Ms GAMBARO (Brisbane) (18:46): I rise to speak on these appropriation bills. It can only be hoped that it is the last act of chaotic, divided, dysfunctional government that has no plans for Australia's future. But we are not without hope. As my parliamentary colleague and leader of the coalition, Tony Abbott, said in his budget reply speech:

While it is easy, and understandable, that you should be pessimistic about this government, everyone should be optimistic about our country.

There is an end in sight to this very bad government. This is a government that gave us pink batts, overpriced school halls and cash for clunkers—all failed programs. As of tonight there are 109 days until a federal election, when the people of my electorate in Brisbane and the people of Australia have the opportunity of bringing this bad government to an end.

There is no better way of highlighting the contrast between where we are now under Labor and where the coalition was when it delivered government and what we saw in the federal budget just a few weeks ago. What we saw was a clear contrast between Labor with its debt, deficit, broken promises, new taxes and no plan for Australia's future, and the coalition with its plan to build a strong, prosperous country, more jobs, higher wages and better services for all Australians.

The budget papers reveal that Australia's gross debt will breach Labor's $300 billion debt ceiling within the forward estimates. In a space of less than two weeks, that $300 million ceiling is already forecast to beyond $400 billion. Since coming to office in 2007, the first five Labor budgets have resulted in $192 billion in deficits. There is one thing we can be certain of: Labor will never deliver a surplus. The Treasurer has now delivered Labor's 12th deficit from the last 12 budgets. Disturbingly, the last surplus delivered by a Labor government was in 1989—almost 2½ decades ago.

§ **PROVIDED INFORMATION**:
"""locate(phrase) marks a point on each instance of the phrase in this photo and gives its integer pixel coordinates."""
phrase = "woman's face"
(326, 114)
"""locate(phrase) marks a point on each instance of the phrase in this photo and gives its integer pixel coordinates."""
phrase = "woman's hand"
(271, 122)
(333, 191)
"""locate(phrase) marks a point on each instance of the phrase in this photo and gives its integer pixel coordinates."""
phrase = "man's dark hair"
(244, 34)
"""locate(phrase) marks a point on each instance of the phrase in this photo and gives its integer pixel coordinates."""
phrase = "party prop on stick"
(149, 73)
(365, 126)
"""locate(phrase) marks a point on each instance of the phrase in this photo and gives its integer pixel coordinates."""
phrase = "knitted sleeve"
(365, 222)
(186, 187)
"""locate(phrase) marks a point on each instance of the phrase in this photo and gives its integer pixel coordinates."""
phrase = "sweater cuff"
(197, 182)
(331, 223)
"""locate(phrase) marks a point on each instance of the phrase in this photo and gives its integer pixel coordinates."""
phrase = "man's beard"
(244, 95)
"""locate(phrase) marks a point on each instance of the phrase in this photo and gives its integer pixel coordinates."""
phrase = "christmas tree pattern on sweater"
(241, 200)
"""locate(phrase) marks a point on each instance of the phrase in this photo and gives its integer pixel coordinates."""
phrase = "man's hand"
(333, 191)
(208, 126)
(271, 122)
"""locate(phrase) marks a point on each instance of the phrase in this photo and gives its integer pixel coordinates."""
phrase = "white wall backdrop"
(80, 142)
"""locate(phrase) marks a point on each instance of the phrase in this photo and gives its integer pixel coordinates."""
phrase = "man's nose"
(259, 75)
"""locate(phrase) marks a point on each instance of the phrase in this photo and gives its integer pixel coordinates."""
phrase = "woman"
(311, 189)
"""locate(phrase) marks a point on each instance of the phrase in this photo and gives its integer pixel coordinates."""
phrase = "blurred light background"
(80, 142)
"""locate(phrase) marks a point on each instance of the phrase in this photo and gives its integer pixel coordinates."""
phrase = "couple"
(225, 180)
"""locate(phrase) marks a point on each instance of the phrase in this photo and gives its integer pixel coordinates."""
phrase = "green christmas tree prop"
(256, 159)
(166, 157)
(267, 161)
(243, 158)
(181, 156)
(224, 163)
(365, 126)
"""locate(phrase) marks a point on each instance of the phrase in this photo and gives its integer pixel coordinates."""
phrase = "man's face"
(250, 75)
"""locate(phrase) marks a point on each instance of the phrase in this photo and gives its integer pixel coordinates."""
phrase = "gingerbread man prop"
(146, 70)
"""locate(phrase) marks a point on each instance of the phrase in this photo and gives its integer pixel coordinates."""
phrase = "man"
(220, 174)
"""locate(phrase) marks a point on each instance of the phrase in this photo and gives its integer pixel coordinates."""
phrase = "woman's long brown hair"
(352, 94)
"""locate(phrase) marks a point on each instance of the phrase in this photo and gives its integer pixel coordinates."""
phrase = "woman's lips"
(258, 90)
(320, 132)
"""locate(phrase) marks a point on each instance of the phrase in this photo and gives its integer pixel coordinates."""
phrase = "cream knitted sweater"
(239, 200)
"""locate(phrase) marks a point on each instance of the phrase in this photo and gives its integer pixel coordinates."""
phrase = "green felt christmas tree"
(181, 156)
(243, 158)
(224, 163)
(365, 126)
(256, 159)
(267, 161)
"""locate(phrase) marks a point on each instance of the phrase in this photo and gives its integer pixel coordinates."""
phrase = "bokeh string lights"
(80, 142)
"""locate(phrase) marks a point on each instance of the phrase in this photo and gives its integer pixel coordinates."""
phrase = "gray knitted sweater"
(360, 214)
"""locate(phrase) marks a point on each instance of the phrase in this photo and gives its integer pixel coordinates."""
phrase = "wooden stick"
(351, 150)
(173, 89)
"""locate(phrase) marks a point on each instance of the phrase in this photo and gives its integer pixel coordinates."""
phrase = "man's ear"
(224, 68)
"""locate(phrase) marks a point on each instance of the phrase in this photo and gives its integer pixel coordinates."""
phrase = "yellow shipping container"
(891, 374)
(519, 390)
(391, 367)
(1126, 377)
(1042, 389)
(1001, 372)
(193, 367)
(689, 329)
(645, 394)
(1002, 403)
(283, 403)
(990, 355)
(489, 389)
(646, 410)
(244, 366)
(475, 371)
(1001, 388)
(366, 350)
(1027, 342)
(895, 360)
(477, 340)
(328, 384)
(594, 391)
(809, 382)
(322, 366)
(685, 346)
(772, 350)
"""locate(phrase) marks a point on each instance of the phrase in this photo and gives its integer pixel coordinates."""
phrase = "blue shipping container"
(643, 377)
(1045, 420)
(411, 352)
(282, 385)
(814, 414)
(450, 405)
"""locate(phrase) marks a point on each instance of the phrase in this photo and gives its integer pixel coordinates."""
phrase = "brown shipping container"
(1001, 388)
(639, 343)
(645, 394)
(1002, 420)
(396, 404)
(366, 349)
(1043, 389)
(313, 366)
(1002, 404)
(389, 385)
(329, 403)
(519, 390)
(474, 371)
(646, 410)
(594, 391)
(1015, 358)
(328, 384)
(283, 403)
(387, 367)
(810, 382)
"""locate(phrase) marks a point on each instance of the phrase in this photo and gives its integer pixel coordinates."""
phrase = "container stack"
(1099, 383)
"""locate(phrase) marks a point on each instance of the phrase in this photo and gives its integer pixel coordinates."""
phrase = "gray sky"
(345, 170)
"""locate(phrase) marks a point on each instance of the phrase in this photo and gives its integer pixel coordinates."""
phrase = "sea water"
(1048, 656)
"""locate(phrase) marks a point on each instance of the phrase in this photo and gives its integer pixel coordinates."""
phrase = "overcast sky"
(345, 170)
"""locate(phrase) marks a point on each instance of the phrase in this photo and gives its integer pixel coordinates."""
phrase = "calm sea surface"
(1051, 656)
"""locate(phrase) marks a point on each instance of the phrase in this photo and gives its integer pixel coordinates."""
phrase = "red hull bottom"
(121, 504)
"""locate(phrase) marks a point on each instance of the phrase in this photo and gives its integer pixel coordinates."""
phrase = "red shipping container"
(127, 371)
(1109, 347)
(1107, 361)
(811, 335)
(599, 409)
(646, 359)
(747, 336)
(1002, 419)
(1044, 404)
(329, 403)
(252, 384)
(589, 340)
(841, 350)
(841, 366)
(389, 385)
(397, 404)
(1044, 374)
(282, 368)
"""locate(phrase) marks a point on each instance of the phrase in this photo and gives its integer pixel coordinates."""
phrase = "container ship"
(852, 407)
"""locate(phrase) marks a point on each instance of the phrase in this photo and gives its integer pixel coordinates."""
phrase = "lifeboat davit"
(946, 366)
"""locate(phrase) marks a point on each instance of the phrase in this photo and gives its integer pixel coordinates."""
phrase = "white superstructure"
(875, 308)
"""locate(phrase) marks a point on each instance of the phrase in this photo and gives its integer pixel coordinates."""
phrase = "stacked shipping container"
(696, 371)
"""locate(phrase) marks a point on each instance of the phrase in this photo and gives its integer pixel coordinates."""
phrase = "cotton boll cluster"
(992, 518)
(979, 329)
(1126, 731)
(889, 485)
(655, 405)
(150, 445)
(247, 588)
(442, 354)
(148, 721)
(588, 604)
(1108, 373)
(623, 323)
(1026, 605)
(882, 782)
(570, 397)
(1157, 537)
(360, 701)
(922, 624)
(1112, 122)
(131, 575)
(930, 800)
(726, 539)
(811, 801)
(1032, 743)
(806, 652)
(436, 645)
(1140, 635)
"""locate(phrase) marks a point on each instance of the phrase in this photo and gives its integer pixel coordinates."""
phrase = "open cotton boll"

§ **DIRECTIONS**:
A: Decide whether each statement agrees with the speech on the appropriation bills: (i) the speaker quotes Tony Abbott's budget reply speech; (ii) the speaker says 209 days remain until a federal election; (iii) the speaker says Labor last delivered a surplus in 1989. Answer yes or no for each, quoting the deciding words of the speech.
B: Pick up the speech on the appropriation bills after its last sentence and continue it.
The records are separate material and have no connection to the speech on the appropriation bills.

§ **ANSWERS FOR THE EXERCISE**:
A:
(i) Yes: "As my parliamentary colleague and leader of the coalition, Tony Abbott, said in his budget reply speech"
(ii) No: "As of tonight there are 109 days until a federal election"
(iii) Yes: "the last surplus delivered by a Labor government was in 1989"

B:
Last year Treasurer Wayne Swan promised a surplus of $1.5 billion but instead he delivered a deficit more than 12 times as big at $19.4 billion. He did not just miss the target by a little tiny bit—this is really taking the adage 'If you miss by an inch you might as well miss by a mile' to a whole new depth. It must be remembered that this towering achievement of budgetary incompetence came after the government promised on more than 500 occasions that they were delivering a surplus for 2012-13, with the Prime Minister even boasting that the surplus had already been achieved. All of this from a bunch that have the audacity to call themselves fiscal conservatives. The delusion is truly spectacular.

Fiscal conservative was one of the many meaningless Kevin Rudd slogans adopted by the Treasurer and then recycled by the Prime Minister. It must go down as one of the most cynical, political cons of all time—right up there with: 'There will not be a carbon tax under a government I lead.' Both unbelievable; both false.

The electorate of Brisbane has to deal with significant cost-of-living pressures, and under Labor the price of essentials such as electricity, education, child care and health services continues to go up and up. Labor's reckless policy making plays a significant part in these price rises. Labor cannot claim to care about the cost of living while imposing policies that add to those pressures. For example, increases in electricity prices are Labor's carbon tax at work and increases in medical and hospital services are in part because of Labor's chopping and changing of the private health insurance rebate. With child care, for example, on 1 July 2012 the government cut and capped the childcare rebate to a maximum of $7,500. If the childcare rebate was still being indexed parents in my electorate would be receiving $700 a year more in assistance. Since Julia Gillard became Prime Minister, childcare costs have increased by 26 per cent. In the 2013-14 budget, the government extended its freeze on the childcare rebate for another three years. The rebate was capped at $7,500 two years ago and will now remain capped until 30 June 2017. While the government has capped the rebate, it is also spending $8 million advertising what government assistance is available to families to help meet childcare costs, confirming that Labor is more about spin than they are about substance.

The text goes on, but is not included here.